Begin at the line that contains "For the benchmark, mark every instance of the woman in" and quote each line exactly through the last one. Leave pictures out.

═══ TASK INPUT ═══

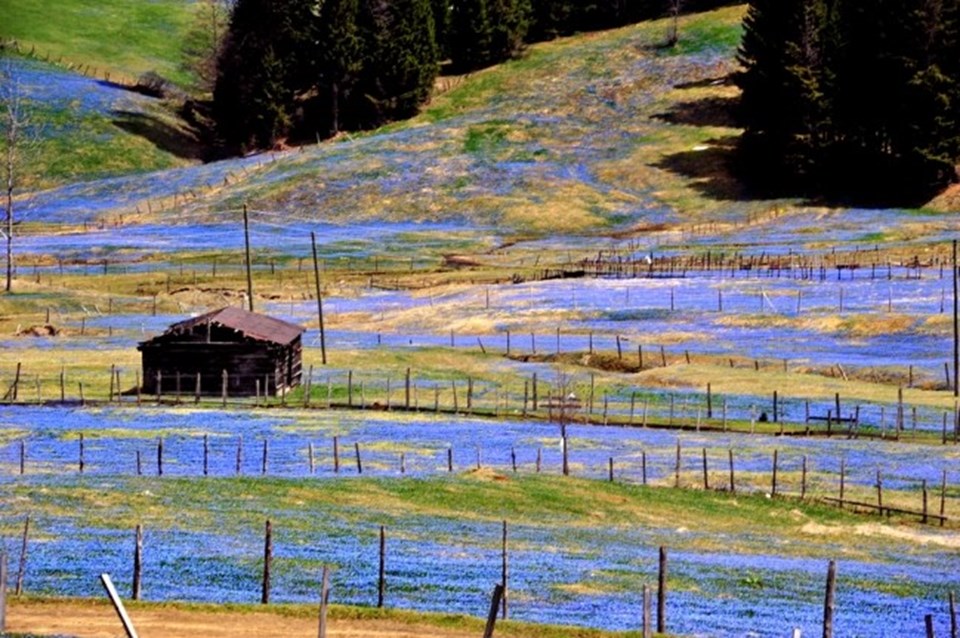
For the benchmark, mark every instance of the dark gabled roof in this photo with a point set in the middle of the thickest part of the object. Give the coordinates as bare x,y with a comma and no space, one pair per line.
250,324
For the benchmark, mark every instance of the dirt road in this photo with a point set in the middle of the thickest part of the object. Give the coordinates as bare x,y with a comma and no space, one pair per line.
92,619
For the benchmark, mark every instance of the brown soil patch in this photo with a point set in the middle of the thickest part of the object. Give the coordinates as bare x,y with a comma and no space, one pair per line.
89,619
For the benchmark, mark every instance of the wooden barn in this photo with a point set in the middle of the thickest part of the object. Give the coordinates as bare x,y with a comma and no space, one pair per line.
258,353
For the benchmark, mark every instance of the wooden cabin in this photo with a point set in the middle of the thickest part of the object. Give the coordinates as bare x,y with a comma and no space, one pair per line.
259,354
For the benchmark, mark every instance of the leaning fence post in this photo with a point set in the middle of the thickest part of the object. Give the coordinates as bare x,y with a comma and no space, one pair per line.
118,606
494,607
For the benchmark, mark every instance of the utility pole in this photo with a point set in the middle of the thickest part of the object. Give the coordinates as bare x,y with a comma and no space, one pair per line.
246,240
956,325
316,272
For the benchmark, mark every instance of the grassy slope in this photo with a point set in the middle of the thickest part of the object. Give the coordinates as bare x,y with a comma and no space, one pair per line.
128,38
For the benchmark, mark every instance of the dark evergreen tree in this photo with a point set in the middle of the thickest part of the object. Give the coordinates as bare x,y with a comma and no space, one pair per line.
552,18
399,59
471,35
338,55
510,22
260,70
441,27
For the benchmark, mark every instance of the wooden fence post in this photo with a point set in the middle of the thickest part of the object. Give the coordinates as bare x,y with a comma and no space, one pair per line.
879,492
267,561
828,603
504,572
662,592
494,608
953,615
3,591
382,580
943,498
733,482
676,470
137,563
118,605
239,454
843,472
773,488
706,475
336,456
324,601
646,612
22,566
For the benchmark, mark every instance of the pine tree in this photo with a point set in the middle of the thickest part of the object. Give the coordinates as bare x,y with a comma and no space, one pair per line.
399,59
510,20
471,35
260,70
338,55
441,27
782,98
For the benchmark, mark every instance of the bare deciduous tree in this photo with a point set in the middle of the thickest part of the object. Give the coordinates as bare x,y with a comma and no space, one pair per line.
14,120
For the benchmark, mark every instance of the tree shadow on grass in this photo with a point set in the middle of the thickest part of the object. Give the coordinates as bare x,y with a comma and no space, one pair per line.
173,140
723,170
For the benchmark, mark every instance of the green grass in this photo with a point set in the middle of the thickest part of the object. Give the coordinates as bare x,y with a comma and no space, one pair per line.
126,37
90,147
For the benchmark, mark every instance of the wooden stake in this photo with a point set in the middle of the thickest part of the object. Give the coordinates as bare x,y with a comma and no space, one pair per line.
246,243
3,591
267,563
324,601
733,481
773,489
494,608
646,633
239,454
316,273
22,566
662,592
137,563
382,580
828,603
504,572
118,605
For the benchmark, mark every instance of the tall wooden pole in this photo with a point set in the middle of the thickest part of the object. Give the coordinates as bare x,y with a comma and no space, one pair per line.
246,241
316,272
956,325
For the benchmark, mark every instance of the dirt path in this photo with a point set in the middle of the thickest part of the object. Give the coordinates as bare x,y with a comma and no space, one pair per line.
83,619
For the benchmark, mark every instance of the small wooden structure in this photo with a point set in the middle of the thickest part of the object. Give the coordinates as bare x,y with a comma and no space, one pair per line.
252,352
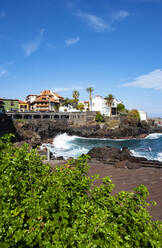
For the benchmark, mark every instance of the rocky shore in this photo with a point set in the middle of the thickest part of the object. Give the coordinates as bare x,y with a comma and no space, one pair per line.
35,132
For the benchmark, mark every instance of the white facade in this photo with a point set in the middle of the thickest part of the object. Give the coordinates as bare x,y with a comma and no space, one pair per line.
143,115
99,104
31,98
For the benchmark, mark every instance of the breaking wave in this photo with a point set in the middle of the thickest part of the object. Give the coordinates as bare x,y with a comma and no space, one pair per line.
73,146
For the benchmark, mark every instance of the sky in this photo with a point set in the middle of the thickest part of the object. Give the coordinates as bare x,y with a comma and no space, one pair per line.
114,46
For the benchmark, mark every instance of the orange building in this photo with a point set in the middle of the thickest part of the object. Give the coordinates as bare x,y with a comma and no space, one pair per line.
46,101
23,106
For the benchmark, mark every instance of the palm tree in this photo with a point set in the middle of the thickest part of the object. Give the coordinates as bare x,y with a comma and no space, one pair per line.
76,98
109,101
76,94
90,90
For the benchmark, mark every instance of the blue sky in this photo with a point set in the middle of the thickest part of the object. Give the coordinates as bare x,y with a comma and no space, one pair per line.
114,46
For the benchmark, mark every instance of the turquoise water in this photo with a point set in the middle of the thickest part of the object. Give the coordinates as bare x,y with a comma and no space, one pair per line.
73,146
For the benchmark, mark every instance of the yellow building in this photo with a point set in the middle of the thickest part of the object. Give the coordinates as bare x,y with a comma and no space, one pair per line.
23,106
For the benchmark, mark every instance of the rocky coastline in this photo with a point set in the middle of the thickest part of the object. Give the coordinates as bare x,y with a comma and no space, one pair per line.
37,132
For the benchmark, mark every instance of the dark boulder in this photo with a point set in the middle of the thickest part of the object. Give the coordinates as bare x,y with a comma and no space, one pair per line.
109,154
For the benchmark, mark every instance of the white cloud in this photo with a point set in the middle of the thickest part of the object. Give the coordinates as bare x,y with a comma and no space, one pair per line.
120,15
2,15
98,24
3,72
95,22
69,89
33,46
72,41
152,80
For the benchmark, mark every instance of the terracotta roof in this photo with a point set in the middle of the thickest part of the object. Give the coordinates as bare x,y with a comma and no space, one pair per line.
46,93
32,95
44,98
58,95
9,99
22,102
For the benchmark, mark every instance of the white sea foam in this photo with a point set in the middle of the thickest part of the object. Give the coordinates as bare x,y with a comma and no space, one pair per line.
64,146
159,156
62,141
68,146
154,136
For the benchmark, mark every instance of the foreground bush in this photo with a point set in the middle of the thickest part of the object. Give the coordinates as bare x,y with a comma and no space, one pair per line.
44,208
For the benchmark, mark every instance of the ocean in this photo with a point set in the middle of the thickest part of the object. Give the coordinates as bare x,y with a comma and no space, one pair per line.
73,146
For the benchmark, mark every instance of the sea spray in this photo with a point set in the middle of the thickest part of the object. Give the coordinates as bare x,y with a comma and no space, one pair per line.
73,146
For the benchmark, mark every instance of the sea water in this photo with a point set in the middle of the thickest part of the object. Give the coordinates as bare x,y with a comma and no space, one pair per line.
73,146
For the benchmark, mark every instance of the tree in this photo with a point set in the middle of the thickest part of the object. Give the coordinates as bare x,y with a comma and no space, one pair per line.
99,117
80,106
90,90
76,94
109,101
133,114
76,98
46,208
120,107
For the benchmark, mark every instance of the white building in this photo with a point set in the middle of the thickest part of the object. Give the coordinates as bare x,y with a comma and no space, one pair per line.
143,115
99,104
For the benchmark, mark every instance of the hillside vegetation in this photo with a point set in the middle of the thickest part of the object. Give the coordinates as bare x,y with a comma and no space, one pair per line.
42,208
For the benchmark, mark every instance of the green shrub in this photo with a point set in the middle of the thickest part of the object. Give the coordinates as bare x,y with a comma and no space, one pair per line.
99,117
133,114
120,107
111,124
41,208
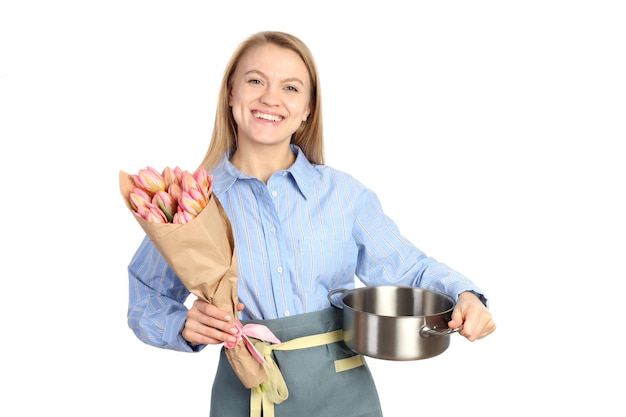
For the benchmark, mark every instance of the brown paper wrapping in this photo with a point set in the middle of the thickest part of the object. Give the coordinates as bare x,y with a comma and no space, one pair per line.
202,253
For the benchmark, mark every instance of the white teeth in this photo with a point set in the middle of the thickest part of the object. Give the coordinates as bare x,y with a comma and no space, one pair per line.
267,117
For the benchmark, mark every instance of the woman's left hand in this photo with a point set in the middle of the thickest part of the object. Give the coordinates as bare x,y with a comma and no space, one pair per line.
473,315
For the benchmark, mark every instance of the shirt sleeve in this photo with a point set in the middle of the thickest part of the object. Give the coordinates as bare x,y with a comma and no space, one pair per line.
388,258
156,309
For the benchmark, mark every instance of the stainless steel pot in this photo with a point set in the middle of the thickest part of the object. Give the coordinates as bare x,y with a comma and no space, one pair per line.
395,322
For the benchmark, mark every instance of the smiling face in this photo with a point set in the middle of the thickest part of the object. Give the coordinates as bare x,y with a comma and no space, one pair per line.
269,95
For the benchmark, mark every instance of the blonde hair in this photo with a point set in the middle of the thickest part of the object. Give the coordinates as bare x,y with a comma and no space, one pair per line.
309,136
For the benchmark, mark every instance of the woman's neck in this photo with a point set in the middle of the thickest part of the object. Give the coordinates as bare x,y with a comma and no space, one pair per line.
262,161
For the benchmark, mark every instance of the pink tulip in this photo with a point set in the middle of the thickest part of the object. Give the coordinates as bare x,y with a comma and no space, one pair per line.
188,181
188,203
174,190
150,180
152,214
166,203
138,197
203,180
172,176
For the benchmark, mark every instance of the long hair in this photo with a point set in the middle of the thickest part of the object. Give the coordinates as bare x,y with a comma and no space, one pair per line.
309,136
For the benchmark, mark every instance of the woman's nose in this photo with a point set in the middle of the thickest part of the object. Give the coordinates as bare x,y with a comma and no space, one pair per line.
270,96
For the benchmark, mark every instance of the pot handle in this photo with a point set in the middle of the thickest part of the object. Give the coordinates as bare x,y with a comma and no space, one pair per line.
427,331
333,292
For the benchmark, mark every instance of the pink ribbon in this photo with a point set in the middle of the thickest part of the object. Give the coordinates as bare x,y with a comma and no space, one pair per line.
258,331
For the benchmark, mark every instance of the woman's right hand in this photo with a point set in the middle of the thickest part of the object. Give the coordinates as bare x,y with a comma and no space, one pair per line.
208,325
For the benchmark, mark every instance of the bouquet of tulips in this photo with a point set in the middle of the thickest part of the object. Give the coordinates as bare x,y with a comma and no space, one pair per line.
187,224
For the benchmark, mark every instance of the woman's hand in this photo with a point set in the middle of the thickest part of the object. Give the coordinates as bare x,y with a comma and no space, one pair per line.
208,325
473,315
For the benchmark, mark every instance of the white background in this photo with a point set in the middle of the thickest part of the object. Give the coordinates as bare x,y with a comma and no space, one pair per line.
503,122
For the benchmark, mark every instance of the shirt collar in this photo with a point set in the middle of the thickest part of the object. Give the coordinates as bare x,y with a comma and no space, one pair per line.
302,171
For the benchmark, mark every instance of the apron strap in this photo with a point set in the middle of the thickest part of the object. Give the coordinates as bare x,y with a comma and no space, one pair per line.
275,392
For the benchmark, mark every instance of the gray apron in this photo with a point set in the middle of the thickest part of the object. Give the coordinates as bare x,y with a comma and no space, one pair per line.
317,385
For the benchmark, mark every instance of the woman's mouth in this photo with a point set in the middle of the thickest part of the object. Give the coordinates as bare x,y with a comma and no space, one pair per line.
269,117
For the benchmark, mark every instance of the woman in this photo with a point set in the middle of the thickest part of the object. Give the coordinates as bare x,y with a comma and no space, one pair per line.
301,229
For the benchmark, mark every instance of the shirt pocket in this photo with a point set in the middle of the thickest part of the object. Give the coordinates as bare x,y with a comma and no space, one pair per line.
324,264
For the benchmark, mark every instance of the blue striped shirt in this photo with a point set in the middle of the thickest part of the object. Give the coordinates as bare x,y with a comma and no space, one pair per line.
309,230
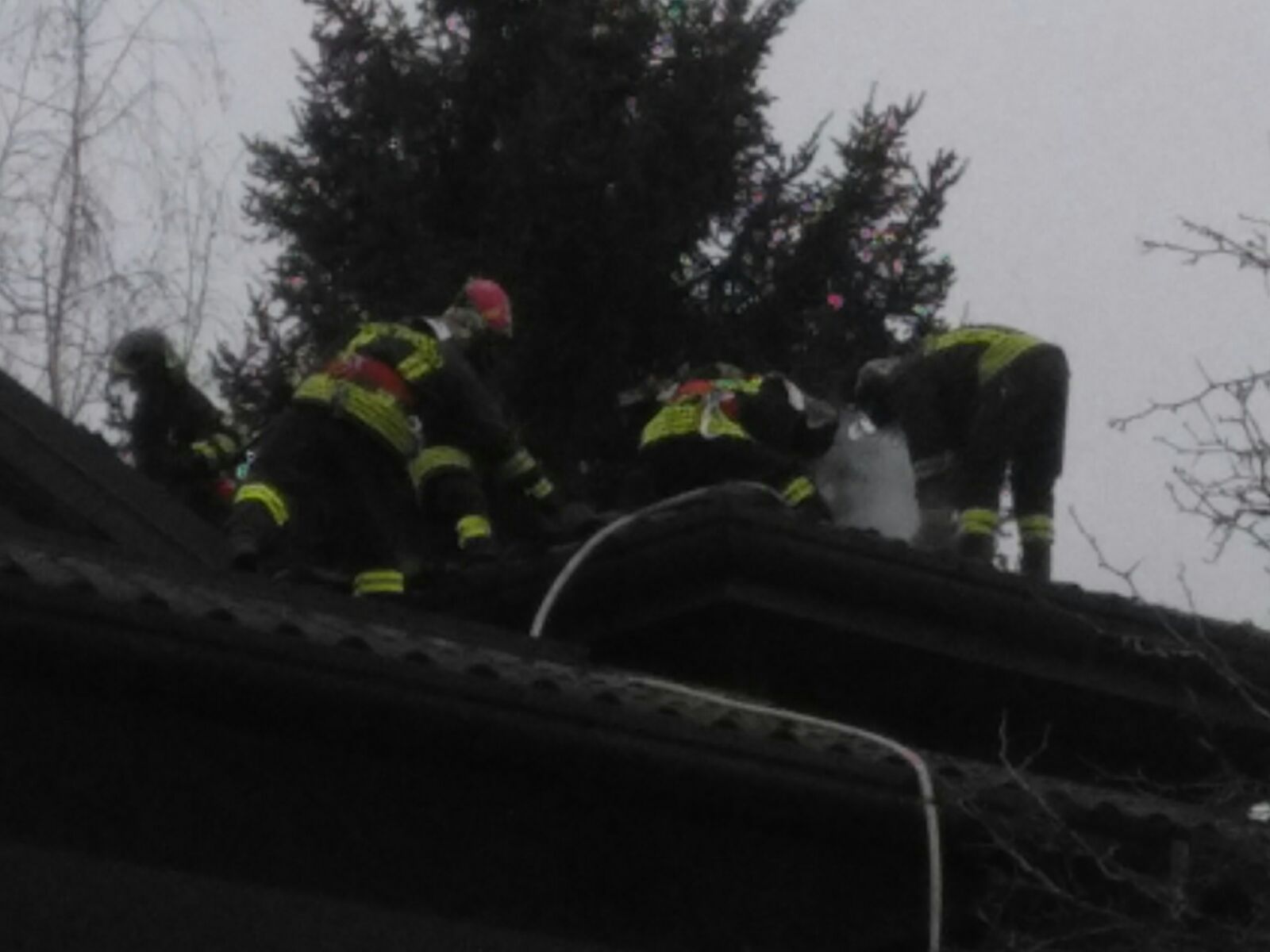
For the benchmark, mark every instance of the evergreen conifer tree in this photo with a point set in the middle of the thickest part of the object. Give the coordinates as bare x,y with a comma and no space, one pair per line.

═══

#### RESPONSE TO THE EXERCISE:
For the benchmark, mark every instance of the woman in this photo with a point set in the middle of the thickest part of the object. Give the coordinates as bare x,y with a comma and no space, one pair per line.
301,229
For the benchmark, mark every instance of the shirt pocket in this photo with a point set in the middle of the thickest part of the object. Give the coordinates as bare x,y with a comma and no space, one pair per line.
324,264
For the benchmark, mark every instance of the blue striped shirt in this photo with a point set in the middle of the thickest part of the object. Give the coordinates as bare x,y with a comma and no space, one pair per line.
309,230
For the benchmark, mark every instance of the evergreen conifer tree in this photo with a point set in the middle of the thickest part of the object. Give the coordinates as bare x,y with a comma and no space, one pair per line.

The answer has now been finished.